* begin GIVEN TEXT *
The mainland’s decision last week to crush six tonnes of seized ivory may give Hong Kong the momentum it needs to follow through on its own proposal from two years ago to incinerate its 33-tonne stockpile, said Grace Ge Gabriel, Asia regional director for the International Fund for Animal Welfare (IFAW).
“Hong Kong has a very, very big role to play because if they destroy all 33 tonnes of ivory in its stockpile, it will be unprecedented, as that amount has never been destroyed,” Gabriel said.
Demand for ivory has soared in recent years, driven mainly by buyers in Asia, and mainland China in particular. It has led to a devastation of elephant populations not seen since the 1990s, when the problem prompted international action.
Images of ivory being destroyed in Dongguan last Monday sent ripples through the offices of the Agricultural, Fisheries and Conservation Department (AFCD) in Hong Kong.
The department’s endangered species advisory committee is responsible for deciding what to do with the stockpile, said Gabriel, who on Friday discussed the issue with two officials.
“They want to destroy the stockpile but the final decision has to come from the committee,” she said. “They have to wait for them to meet, but we have collectively felt this momentum which was not there a year ago, so there is optimism.”
* end GIVEN TEXT *
* begin SUPPLIED MATERIAL *
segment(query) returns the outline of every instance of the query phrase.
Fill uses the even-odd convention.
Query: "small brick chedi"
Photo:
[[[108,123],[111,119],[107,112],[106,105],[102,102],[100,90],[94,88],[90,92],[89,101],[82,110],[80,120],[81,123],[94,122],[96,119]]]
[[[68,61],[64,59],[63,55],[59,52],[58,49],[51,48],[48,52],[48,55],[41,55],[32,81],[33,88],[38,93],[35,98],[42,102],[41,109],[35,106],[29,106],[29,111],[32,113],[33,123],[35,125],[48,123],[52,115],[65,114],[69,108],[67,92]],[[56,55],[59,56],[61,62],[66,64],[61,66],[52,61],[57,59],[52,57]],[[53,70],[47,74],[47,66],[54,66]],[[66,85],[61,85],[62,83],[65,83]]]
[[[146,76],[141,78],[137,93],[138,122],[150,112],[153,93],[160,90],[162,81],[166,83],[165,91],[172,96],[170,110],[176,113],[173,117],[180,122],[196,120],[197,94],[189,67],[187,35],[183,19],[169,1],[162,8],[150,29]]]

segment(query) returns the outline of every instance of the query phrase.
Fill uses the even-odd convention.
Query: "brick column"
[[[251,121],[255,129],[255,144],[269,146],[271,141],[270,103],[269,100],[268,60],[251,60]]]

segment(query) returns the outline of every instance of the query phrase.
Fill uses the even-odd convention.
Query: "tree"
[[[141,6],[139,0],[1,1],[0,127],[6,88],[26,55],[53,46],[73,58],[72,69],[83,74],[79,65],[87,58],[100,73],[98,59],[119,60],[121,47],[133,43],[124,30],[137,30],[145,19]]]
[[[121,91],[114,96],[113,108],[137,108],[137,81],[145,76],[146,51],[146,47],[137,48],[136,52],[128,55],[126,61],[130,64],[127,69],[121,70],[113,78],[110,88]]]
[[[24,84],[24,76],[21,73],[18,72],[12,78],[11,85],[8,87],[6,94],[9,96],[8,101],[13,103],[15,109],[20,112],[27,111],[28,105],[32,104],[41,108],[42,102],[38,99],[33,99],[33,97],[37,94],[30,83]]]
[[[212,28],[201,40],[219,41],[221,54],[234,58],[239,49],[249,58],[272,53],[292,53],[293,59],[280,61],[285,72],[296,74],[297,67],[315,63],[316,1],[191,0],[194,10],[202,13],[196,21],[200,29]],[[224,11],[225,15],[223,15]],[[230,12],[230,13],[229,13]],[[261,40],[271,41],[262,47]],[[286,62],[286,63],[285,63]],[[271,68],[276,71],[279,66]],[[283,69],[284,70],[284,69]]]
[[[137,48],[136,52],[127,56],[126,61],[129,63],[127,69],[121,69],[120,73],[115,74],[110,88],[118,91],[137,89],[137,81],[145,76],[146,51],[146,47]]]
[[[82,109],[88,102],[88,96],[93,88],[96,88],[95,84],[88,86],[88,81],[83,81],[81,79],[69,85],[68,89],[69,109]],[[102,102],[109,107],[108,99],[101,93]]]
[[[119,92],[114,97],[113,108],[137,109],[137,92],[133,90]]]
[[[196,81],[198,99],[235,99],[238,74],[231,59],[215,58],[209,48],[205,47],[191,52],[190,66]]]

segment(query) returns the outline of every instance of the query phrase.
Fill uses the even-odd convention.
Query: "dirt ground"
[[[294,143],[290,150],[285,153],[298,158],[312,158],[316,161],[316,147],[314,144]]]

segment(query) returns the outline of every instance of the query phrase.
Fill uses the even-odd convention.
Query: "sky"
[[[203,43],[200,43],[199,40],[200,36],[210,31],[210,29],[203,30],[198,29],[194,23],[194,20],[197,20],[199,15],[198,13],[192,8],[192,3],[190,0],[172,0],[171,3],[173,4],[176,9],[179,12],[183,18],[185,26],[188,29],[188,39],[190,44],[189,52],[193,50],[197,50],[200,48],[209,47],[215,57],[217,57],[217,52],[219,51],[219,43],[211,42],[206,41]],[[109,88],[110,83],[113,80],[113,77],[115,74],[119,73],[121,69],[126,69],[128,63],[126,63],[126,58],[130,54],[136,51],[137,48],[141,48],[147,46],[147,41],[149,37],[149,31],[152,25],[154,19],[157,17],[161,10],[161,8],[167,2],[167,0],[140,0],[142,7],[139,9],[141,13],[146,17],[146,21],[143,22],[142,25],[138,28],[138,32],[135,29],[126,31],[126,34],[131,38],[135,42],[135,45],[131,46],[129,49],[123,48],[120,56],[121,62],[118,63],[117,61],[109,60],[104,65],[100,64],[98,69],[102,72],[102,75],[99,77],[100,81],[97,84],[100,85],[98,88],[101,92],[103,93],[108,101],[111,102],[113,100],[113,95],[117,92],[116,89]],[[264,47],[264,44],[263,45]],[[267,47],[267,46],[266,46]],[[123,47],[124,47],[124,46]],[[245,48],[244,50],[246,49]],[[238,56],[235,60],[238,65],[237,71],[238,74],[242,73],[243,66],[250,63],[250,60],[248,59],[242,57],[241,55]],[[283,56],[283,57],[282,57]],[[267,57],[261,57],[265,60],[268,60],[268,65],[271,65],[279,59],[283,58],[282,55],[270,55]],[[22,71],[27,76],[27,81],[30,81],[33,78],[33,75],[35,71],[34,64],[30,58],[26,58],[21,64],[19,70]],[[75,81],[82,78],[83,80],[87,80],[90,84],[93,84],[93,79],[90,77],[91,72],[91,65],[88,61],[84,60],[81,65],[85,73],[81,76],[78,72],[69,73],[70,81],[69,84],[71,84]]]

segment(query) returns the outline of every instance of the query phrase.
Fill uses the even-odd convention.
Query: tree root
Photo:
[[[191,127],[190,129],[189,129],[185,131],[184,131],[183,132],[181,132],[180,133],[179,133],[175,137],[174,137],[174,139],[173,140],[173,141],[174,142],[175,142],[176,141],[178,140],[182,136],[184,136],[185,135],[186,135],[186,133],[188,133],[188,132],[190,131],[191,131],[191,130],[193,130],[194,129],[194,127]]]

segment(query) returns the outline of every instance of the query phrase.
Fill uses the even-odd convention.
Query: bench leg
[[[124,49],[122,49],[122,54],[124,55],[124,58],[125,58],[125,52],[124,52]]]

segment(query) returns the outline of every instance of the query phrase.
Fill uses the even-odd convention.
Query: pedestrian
* end SUPPLIED MATERIAL *
• **REQUIREMENTS**:
1. Name every geographic place mentioned in the ivory article.
2. Transcribe the ivory article from "Images of ivory" to "with two officials.".
The material plays no part in this work.

• **RESPONSE LIST**:
1. Hong Kong, Asia, mainland China, Dongguan

2.
Images of ivory being destroyed in Dongguan last Monday sent ripples through the offices of the Agricultural, Fisheries and Conservation Department (AFCD) in Hong Kong.
The department’s endangered species advisory committee is responsible for deciding what to do with the stockpile, said Gabriel, who on Friday discussed the issue with two officials.